--- BEGIN Provided entries ---
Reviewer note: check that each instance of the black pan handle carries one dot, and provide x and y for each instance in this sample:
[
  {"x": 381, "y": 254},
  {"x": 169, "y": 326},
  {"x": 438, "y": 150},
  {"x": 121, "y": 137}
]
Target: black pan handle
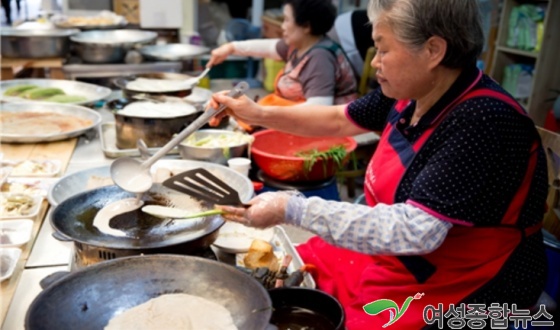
[
  {"x": 52, "y": 279},
  {"x": 61, "y": 237}
]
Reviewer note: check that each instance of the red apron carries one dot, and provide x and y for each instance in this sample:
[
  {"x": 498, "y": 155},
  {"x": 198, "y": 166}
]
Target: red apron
[{"x": 468, "y": 258}]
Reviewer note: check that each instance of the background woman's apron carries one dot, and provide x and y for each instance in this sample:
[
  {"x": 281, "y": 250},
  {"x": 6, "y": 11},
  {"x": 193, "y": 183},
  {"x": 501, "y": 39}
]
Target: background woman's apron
[{"x": 468, "y": 258}]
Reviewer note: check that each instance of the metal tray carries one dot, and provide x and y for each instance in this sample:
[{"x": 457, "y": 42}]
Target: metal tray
[
  {"x": 65, "y": 109},
  {"x": 282, "y": 245},
  {"x": 108, "y": 136},
  {"x": 172, "y": 52},
  {"x": 91, "y": 92}
]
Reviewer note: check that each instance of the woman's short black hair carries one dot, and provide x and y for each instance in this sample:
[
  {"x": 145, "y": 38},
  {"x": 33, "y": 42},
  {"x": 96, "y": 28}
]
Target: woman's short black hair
[{"x": 319, "y": 15}]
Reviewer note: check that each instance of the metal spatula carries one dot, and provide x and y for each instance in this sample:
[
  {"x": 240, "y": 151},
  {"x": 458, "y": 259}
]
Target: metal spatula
[{"x": 201, "y": 184}]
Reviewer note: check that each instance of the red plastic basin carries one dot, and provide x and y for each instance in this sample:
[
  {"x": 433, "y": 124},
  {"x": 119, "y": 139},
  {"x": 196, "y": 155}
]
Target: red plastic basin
[{"x": 274, "y": 152}]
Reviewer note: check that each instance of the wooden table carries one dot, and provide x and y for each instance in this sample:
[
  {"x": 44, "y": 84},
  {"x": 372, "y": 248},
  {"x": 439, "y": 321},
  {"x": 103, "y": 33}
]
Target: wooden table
[
  {"x": 60, "y": 150},
  {"x": 12, "y": 66}
]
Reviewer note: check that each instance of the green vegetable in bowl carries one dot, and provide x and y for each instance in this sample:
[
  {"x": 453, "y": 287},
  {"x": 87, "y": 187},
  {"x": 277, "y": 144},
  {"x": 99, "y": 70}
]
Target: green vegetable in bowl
[
  {"x": 16, "y": 90},
  {"x": 62, "y": 98},
  {"x": 337, "y": 153},
  {"x": 41, "y": 93}
]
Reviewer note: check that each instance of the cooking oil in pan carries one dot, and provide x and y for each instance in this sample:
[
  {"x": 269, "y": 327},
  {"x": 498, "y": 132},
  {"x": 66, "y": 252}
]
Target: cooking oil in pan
[{"x": 297, "y": 318}]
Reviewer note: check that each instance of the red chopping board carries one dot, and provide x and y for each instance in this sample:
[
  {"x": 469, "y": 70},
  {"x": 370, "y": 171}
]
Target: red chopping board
[{"x": 59, "y": 150}]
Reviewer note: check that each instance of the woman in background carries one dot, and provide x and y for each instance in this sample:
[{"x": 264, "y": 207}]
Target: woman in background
[{"x": 316, "y": 71}]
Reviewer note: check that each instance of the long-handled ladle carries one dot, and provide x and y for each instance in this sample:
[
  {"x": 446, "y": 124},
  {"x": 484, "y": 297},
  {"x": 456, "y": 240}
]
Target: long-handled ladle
[{"x": 134, "y": 176}]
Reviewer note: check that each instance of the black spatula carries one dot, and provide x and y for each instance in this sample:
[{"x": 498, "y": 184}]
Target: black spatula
[{"x": 201, "y": 184}]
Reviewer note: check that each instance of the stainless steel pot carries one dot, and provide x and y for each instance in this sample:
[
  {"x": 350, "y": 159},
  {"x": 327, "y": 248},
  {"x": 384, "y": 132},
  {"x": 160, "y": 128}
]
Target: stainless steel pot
[
  {"x": 23, "y": 43},
  {"x": 155, "y": 132},
  {"x": 109, "y": 46},
  {"x": 121, "y": 83}
]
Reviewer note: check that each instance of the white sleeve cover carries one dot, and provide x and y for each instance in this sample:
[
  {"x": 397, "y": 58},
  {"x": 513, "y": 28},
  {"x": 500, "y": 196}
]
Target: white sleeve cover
[
  {"x": 318, "y": 100},
  {"x": 398, "y": 229},
  {"x": 263, "y": 48}
]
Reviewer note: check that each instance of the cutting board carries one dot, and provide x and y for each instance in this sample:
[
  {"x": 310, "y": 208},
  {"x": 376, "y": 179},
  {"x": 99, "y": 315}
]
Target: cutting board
[{"x": 58, "y": 150}]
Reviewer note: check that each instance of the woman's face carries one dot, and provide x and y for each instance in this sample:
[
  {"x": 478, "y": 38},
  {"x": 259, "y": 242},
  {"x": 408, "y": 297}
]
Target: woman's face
[
  {"x": 292, "y": 33},
  {"x": 401, "y": 72}
]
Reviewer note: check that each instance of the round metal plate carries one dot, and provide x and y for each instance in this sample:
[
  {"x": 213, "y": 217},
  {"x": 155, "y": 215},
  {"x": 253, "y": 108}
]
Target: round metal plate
[{"x": 64, "y": 109}]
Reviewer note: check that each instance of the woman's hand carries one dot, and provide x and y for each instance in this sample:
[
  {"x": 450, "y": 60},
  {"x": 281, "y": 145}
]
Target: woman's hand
--- END Provided entries ---
- Goal -
Reproduce the data above word for word, omitting the pictures.

- Completed task -
Reviewer note: check that each instance of the black pan handle carries one dot, and provide x and y for each instance in this sample:
[
  {"x": 381, "y": 254},
  {"x": 169, "y": 326},
  {"x": 438, "y": 150},
  {"x": 121, "y": 137}
]
Target: black pan handle
[
  {"x": 52, "y": 279},
  {"x": 61, "y": 237}
]
Reviewer note: check that each instance of the red apron carries one dot, and provide x and y for each instance in this sample:
[
  {"x": 498, "y": 155},
  {"x": 198, "y": 166}
]
Target: red apron
[{"x": 468, "y": 258}]
Reviewer note: check that each instance of the background woman's apron carries one dot, and provide x and y for each instance in this sample:
[
  {"x": 281, "y": 250},
  {"x": 6, "y": 11},
  {"x": 193, "y": 183},
  {"x": 501, "y": 39}
]
Target: background woman's apron
[{"x": 468, "y": 258}]
Reviewer note: check that each instance of the metal tray carries one dot, and provide x and y for each instance in this sample:
[{"x": 457, "y": 42}]
Target: metal tray
[
  {"x": 65, "y": 109},
  {"x": 282, "y": 245},
  {"x": 108, "y": 136},
  {"x": 172, "y": 52},
  {"x": 91, "y": 92}
]
Reviewer note: check that each instance of the woman's short black hair carries one dot, and provide x and y for each instance in this sample:
[
  {"x": 145, "y": 38},
  {"x": 33, "y": 42},
  {"x": 96, "y": 28}
]
Target: woman's short black hair
[{"x": 319, "y": 15}]
Reviewer note: check that each instance of the metal spatula carries one dot, and provide x and y for each instance in this sample:
[
  {"x": 240, "y": 151},
  {"x": 458, "y": 259}
]
Target: metal spatula
[{"x": 201, "y": 184}]
Reviewer note: check that each instance of the red plastic basin carries one dot, and provide x and y for each instance in this sample:
[
  {"x": 433, "y": 124},
  {"x": 119, "y": 139},
  {"x": 196, "y": 155}
]
Target: red plastic basin
[{"x": 274, "y": 152}]
Reviewer note: check that each instance of the wooden table carries one dot, and provide x and y for each instance in this sample:
[
  {"x": 44, "y": 84},
  {"x": 372, "y": 248},
  {"x": 439, "y": 321},
  {"x": 103, "y": 33}
]
Target: wooden table
[
  {"x": 60, "y": 150},
  {"x": 12, "y": 66}
]
Reviewer note: check that each instance of the green vegetable in bowl carries one dot, and provide x and y for each instance in this sample:
[
  {"x": 453, "y": 287},
  {"x": 87, "y": 187},
  {"x": 277, "y": 144},
  {"x": 99, "y": 70}
]
Target: green vegetable in bowl
[
  {"x": 16, "y": 90},
  {"x": 62, "y": 98},
  {"x": 337, "y": 153},
  {"x": 41, "y": 93}
]
Reviewer note: check that each instance of the cooking oil in pan carries one dot, and provide x and y for each instance in this sample:
[
  {"x": 269, "y": 327},
  {"x": 498, "y": 132},
  {"x": 66, "y": 252}
]
Target: cooking oil in pan
[{"x": 297, "y": 318}]
Reviewer note: check that each instance of the red chopping board carries one dot, and provide x and y for each instance in this sample:
[
  {"x": 469, "y": 70},
  {"x": 370, "y": 171}
]
Target: red chopping board
[{"x": 59, "y": 150}]
Reviewer note: check that each instance of the woman in background carries one dot, and provide x and y for each instance in this sample:
[{"x": 264, "y": 207}]
Target: woman in background
[{"x": 316, "y": 71}]
Reviewer note: check that each instance of the long-handled ladle carries one dot, and provide x and y for each instance in this sample:
[
  {"x": 446, "y": 124},
  {"x": 484, "y": 297},
  {"x": 456, "y": 240}
]
Target: long-handled ladle
[{"x": 134, "y": 176}]
Reviewer note: check that each instance of the black spatula carries one dot, and provide x and y for each instance in this sample:
[{"x": 498, "y": 184}]
Target: black spatula
[{"x": 201, "y": 184}]
Reviewer note: check that each instance of the stainless steel pot carries one dot, and provide x and y for each instance in this sample:
[
  {"x": 350, "y": 159},
  {"x": 327, "y": 248},
  {"x": 384, "y": 132},
  {"x": 160, "y": 128}
]
Target: stainless steel pot
[
  {"x": 23, "y": 43},
  {"x": 155, "y": 132},
  {"x": 109, "y": 46},
  {"x": 121, "y": 83}
]
Reviewer note: check that each instance of the white sleeve cover carries one dot, and provide x and y for each instance in this sample:
[
  {"x": 397, "y": 58},
  {"x": 513, "y": 28},
  {"x": 500, "y": 196}
]
Target: white sleeve cover
[
  {"x": 318, "y": 100},
  {"x": 398, "y": 229},
  {"x": 263, "y": 48}
]
Reviewer note: check that each instance of the cutting board carries one dot, and provide x and y for each instance in this sample:
[
  {"x": 310, "y": 208},
  {"x": 376, "y": 179},
  {"x": 99, "y": 315}
]
Target: cutting board
[{"x": 58, "y": 150}]
Reviewer note: check that each instance of the woman's face carries one dot, and provide x and y for each instance in this sample:
[
  {"x": 478, "y": 38},
  {"x": 259, "y": 242},
  {"x": 408, "y": 297}
]
Target: woman's face
[
  {"x": 292, "y": 33},
  {"x": 401, "y": 72}
]
Reviewer note: check that each instance of the round metal plate carries one dot, and provide x and y for each instance in this sample:
[
  {"x": 213, "y": 217},
  {"x": 155, "y": 215},
  {"x": 253, "y": 108}
]
Target: round metal plate
[{"x": 64, "y": 109}]
Reviewer note: check that each instance of the woman's hand carries one dot, and provide x and y for each instance in this sample:
[
  {"x": 450, "y": 60},
  {"x": 281, "y": 145}
]
Target: woman's hand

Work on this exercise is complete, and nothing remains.